Records of labeled boxes
--- --- ---
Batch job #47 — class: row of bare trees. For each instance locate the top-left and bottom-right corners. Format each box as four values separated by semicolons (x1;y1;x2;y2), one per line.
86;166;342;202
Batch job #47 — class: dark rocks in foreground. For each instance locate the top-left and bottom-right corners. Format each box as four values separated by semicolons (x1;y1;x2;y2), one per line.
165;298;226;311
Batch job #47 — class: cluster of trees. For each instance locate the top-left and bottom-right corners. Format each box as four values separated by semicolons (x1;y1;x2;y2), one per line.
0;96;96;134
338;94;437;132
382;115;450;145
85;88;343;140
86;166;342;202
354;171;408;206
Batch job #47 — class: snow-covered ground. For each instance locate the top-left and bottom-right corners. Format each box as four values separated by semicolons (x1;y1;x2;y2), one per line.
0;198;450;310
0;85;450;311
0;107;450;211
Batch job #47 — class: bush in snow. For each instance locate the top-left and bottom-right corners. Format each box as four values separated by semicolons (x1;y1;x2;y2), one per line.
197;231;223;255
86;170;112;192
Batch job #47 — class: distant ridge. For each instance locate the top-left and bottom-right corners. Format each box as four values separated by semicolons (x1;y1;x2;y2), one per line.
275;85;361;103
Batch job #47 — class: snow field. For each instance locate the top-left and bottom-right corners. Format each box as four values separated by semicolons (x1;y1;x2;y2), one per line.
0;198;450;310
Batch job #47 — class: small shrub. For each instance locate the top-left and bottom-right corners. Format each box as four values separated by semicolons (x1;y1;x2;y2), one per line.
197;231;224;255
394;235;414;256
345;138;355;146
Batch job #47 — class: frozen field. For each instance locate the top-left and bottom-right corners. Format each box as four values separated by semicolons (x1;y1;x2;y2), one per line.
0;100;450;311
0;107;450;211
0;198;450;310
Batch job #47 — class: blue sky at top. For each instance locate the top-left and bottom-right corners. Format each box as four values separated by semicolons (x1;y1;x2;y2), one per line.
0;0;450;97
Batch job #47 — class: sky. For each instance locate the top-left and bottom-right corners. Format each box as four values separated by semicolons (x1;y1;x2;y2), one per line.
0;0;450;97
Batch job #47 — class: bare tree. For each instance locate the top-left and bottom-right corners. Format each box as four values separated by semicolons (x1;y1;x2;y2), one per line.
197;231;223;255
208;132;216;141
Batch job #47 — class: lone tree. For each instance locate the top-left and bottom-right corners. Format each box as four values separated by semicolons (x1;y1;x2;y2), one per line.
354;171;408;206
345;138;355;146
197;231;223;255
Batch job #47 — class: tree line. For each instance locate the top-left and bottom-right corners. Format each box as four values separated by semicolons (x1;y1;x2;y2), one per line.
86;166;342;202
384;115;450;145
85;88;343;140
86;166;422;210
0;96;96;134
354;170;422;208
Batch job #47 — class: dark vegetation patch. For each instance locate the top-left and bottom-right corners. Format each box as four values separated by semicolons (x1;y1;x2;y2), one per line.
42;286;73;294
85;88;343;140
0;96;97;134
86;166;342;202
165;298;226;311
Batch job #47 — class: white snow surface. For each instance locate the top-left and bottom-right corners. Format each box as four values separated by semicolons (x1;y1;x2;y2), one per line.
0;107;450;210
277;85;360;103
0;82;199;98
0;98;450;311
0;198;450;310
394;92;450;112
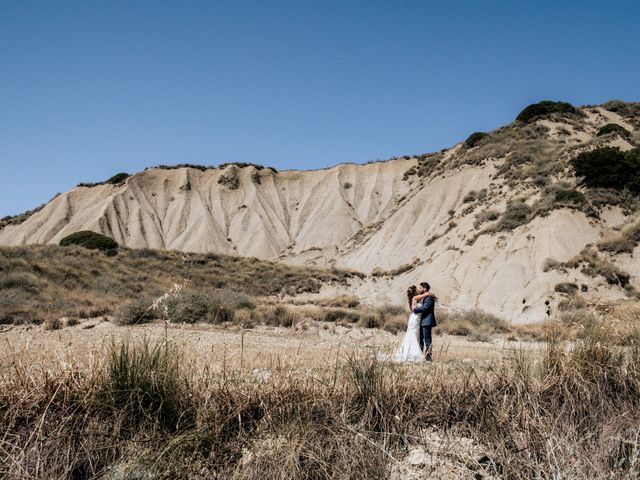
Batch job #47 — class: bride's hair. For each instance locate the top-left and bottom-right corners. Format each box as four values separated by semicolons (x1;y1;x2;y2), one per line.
407;285;418;308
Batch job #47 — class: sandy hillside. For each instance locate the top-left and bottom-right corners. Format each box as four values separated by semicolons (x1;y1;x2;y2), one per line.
0;104;640;321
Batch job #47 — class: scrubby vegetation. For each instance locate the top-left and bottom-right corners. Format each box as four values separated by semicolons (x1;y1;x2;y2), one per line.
371;260;422;277
598;222;640;253
571;147;640;194
474;209;500;228
516;100;579;122
78;172;130;188
602;100;640;128
150;162;278;173
60;230;118;253
218;167;240;190
545;247;633;291
596;123;631;138
464;132;489;148
0;246;361;323
493;200;532;232
0;328;640;479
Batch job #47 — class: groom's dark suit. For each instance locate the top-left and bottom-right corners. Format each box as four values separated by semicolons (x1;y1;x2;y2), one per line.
413;296;438;360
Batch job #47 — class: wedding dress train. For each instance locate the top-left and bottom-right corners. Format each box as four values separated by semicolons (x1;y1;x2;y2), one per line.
392;313;424;362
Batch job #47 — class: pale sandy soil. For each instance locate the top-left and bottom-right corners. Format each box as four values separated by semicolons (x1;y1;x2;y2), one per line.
0;319;541;376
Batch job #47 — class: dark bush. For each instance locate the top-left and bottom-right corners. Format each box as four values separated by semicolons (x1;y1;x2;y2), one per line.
596;123;631;138
464;132;489;148
168;292;234;323
553;283;578;295
60;230;118;252
107;172;129;185
218;169;240;190
493;200;531;232
516;100;578;122
555;189;587;205
571;147;640;194
115;297;158;325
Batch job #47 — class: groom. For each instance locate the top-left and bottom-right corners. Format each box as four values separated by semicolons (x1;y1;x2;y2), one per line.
413;282;437;362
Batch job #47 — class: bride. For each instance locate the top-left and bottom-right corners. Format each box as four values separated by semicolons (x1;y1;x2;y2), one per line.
393;285;433;362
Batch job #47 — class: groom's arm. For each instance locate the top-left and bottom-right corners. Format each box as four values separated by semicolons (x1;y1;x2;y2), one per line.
413;297;433;313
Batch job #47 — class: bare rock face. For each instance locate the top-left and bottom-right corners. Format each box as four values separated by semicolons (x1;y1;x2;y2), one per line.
0;105;640;321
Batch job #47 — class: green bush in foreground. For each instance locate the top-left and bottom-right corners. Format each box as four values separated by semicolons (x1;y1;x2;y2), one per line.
571;147;640;194
60;230;118;252
516;100;578;122
107;172;129;185
493;200;531;232
596;123;631;138
464;132;489;148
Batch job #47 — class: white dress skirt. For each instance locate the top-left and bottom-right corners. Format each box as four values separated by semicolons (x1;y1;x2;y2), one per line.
392;313;424;362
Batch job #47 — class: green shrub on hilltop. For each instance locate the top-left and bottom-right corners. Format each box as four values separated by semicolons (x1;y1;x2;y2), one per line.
464;132;489;148
516;100;578;122
60;230;118;253
107;172;130;185
493;200;531;232
571;147;640;194
555;189;587;205
596;123;631;138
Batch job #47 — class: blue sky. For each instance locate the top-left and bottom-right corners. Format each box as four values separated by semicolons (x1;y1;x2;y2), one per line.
0;0;640;217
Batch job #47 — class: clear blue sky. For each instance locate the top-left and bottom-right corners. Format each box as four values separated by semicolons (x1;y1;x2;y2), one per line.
0;0;640;216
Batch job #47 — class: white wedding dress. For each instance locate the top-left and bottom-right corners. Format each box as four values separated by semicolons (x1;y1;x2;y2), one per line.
392;313;424;362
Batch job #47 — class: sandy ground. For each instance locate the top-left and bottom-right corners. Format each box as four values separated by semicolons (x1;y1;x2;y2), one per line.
0;319;541;376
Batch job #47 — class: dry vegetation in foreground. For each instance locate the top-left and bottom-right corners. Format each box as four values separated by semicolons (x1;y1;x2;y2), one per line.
0;245;359;324
0;331;640;479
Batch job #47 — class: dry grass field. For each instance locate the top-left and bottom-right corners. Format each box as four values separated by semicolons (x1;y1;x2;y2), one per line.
0;247;640;480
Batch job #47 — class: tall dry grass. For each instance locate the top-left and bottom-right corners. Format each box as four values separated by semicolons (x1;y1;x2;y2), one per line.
0;330;640;479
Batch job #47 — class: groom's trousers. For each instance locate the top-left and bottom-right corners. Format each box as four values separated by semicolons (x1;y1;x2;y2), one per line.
420;325;431;360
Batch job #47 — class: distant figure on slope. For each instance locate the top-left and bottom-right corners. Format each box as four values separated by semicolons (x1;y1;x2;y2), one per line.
393;282;436;362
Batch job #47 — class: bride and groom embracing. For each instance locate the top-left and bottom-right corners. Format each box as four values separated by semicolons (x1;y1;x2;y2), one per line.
393;282;437;362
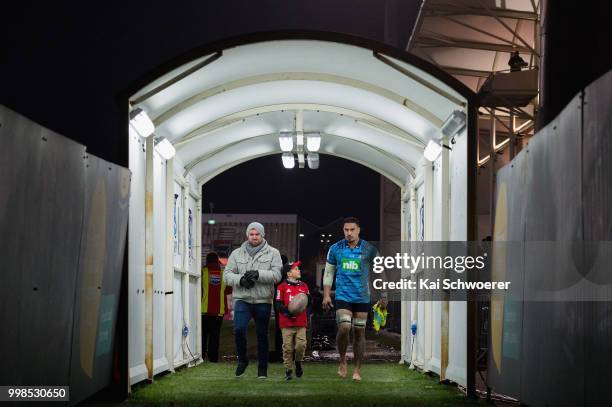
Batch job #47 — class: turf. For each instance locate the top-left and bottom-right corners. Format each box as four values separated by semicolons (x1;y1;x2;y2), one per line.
126;361;484;407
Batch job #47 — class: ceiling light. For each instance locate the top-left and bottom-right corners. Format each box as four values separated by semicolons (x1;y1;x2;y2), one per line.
306;133;321;152
130;107;155;137
155;137;176;160
282;153;295;169
423;140;442;162
306;153;319;170
278;132;293;151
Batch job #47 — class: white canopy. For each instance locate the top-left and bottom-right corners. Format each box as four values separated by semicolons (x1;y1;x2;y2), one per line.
130;34;469;186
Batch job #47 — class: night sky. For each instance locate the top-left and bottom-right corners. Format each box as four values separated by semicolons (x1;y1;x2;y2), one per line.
0;0;420;239
202;154;380;240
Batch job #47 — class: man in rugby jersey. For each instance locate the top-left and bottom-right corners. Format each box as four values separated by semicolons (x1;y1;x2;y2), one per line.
322;217;386;381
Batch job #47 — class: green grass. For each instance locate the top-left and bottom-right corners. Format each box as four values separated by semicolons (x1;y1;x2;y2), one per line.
126;360;484;407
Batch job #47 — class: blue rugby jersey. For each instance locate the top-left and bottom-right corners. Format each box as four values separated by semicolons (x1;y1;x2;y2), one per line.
327;239;377;303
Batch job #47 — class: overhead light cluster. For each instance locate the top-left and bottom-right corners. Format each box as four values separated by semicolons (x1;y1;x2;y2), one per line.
278;131;321;170
130;107;176;160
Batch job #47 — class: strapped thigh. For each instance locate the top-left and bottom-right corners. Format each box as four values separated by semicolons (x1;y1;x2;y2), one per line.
336;312;352;325
353;318;368;329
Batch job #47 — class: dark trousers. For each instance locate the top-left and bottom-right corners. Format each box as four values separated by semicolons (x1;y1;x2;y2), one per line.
234;300;272;369
202;314;223;362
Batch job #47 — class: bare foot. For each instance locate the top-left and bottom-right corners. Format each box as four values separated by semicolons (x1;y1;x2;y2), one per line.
338;361;348;379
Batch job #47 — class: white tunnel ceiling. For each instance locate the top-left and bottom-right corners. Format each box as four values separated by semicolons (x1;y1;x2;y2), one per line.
131;40;467;185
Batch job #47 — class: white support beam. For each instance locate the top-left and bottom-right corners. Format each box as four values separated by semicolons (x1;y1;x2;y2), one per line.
172;103;426;149
164;158;174;372
153;72;444;127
--- --- ---
Set exercise.
Select every line in the items above that contains the word "bush". Treat uppercase and lowercase as different, so only lines with a case-exact match count.

Result below.
Batch job #47 — class: bush in snow. For each instance locate the top-left and bottom-right corners. Format each box as four values separated by semicolons (x1;y1;x2;y2), one per line.
Batch job #47 — class: dark bush. For each instance locate the top-left and bottom-right corners. Format each box as four values separated by semicolons (x1;y1;x2;y2), one per line.
Batch job #47 — class: green bush in foreground. For each instance locate the top-left and bottom-right corners. Format each box as four values separated by semicolons (x1;y1;x2;y2), one per line.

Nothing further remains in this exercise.